### Tasks and exercises
**a.** Answer these questions from the article on COVID-19 vaccinations in Las Vegas.
(i) At which two locations are the new "megasites" being set up?
(ii) On what date did Nevada start inoculating healthcare workers?
(iii) Which group leads the lane for the general public?
**b.** Reproduce the passage of the article on COVID-19 vaccinations in Las Vegas from "Frontline healthcare workers, who" to "shots per week.".

*** Excerpted text Section Begins ***

Mass COVID-19 vaccinations for the general public could begin as early as next week in Las Vegas.
Frontline healthcare workers, who became the first group of people to receive coronavirus vaccines last month, should wrap up their inoculations this or next week, Dr. Fermin Leguen, the Southern Nevada Health District’s acting chief health officer, said during an online chat Tuesday with Nevada Democratic U.S. Rep. Susie Lee.
This will allow the county to move into the next phase of vaccination, with new “megasites” at the Cashman Center and the Las Vegas Convention Center helping the health district distribute as many as 40,000 to 45,000 shots per week.
Leguen said the Cashman site should be ready on Thursday or Friday and eventually be able to churn out 3,000 to 4,000 shots per day. The convention center should be online in a week or two and be good for 4,000 daily shots.
The Food and Drug Administration green-lit COVID-19 vaccines developed by Pfizer and Moderna last month, and Nevada started inoculating healthcare workers Dec. 14. Local nursing home and assisted living residents have also since started receiving their shots.
After these “tier one” recipients have been fully inoculated, Nevada can move into its newly announced bifurcated “lane” system. Workers in certain essential industries, ranked by priority starting with public safety workers, would occupy one lane, while the general public, starting with seniors age 70 and up, would lead the other.

*** Excerpted text Section Ends ***
*** Extracted data Section Begins ***

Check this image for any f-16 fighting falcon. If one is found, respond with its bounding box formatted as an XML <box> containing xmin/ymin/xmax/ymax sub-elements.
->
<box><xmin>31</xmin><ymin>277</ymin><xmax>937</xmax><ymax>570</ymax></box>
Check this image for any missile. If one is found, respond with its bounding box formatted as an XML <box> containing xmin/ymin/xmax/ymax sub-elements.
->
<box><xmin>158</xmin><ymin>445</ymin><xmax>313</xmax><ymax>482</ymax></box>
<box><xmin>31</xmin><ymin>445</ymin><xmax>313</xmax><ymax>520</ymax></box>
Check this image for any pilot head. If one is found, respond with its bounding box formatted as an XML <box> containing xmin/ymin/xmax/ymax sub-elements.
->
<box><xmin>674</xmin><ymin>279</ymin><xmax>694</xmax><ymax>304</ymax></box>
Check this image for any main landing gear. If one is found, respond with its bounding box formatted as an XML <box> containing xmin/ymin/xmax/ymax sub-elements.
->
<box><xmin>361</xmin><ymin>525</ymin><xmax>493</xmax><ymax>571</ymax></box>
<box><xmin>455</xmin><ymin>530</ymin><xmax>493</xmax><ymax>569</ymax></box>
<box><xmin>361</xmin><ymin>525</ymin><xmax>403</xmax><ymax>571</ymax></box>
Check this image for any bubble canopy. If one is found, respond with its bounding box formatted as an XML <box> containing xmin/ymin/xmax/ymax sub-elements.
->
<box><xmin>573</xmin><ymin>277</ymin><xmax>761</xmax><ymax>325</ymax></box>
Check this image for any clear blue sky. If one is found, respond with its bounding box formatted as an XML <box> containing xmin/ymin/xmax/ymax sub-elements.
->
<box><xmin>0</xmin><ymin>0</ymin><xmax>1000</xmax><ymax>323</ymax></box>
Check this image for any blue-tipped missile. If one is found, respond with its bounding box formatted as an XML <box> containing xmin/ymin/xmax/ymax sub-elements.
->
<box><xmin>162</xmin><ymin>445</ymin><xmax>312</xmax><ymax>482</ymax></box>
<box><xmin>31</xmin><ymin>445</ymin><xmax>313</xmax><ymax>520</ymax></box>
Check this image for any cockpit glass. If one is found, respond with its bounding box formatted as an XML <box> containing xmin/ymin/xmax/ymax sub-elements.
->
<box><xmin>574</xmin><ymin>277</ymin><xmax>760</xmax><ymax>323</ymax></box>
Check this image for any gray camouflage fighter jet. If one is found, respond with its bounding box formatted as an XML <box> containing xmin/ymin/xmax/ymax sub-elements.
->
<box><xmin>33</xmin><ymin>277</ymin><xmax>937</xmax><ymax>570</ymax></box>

*** Extracted data Section Ends ***

### Responses by item number
**a.**
(i) The Cashman Center and the Las Vegas Convention Center
(ii) Dec. 14
(iii) Seniors age 70 and up

**b.**
Frontline healthcare workers, who became the first group of people to receive coronavirus vaccines last month, should wrap up their inoculations this or next week, Dr. Fermin Leguen, the Southern Nevada Health District’s acting chief health officer, said during an online chat Tuesday with Nevada Democratic U.S. Rep. Susie Lee.
This will allow the county to move into the next phase of vaccination, with new “megasites” at the Cashman Center and the Las Vegas Convention Center helping the health district distribute as many as 40,000 to 45,000 shots per week.